===== MATERIAL PROVIDED =====
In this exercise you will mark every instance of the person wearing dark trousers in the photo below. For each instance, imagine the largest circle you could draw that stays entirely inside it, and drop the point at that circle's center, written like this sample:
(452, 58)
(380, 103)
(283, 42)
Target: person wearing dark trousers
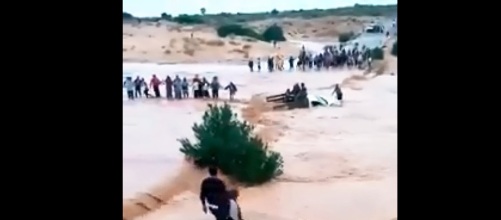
=====
One figure is all that is needed: the number of lines above in which the word "wearing" appears.

[TASK RESULT] 2